──────── LISTED ENTRIES

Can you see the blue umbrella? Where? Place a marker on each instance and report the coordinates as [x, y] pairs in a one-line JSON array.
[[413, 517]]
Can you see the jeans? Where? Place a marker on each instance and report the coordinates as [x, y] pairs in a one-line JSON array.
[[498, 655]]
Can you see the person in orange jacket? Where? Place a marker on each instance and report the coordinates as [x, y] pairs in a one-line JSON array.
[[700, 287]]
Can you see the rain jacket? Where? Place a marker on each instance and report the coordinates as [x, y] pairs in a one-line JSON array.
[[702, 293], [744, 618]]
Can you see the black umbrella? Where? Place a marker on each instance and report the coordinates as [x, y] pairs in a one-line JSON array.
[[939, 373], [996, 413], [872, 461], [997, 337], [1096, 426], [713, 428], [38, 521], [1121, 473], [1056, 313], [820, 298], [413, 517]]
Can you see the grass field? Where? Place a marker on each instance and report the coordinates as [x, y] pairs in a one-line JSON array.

────────────────

**WHAT IS EXPECTED:** Rewrite the records as a JSON list of strings, one string per line and with blank lines omitted, starting at the line that contains "Can you see the jeans?" and continuing through the end of the records.

**RESULT FOR THIS EXERCISE:**
[
  "Can you see the jeans? Where? Place a marker on each instance and report the coordinates as [x, y] pairs in a one-line JSON array.",
  "[[498, 655]]",
  "Can you see the person in orange jacket? Where? Place a marker on each instance and report the coordinates as [x, y] pairs in a one-line JSON array.",
  "[[700, 287]]",
  "Can you see the rain jacket? Where? Place a marker on each instance and report the coordinates as [x, y] pairs in a one-line JSON array.",
  "[[702, 293], [744, 618]]",
  "Can you see the black umbrella? Where? Place a marker on each instance and report the coordinates as [x, y] pairs in a one-line JSON array.",
  "[[939, 373], [996, 413], [872, 461], [997, 337], [1096, 426], [713, 428], [38, 521], [1121, 473], [1056, 313], [820, 298], [413, 517]]",
  "Can you see the grass field? Where? Place a marker on each instance and report the coordinates as [x, y] pairs in a one-line JSON array."
]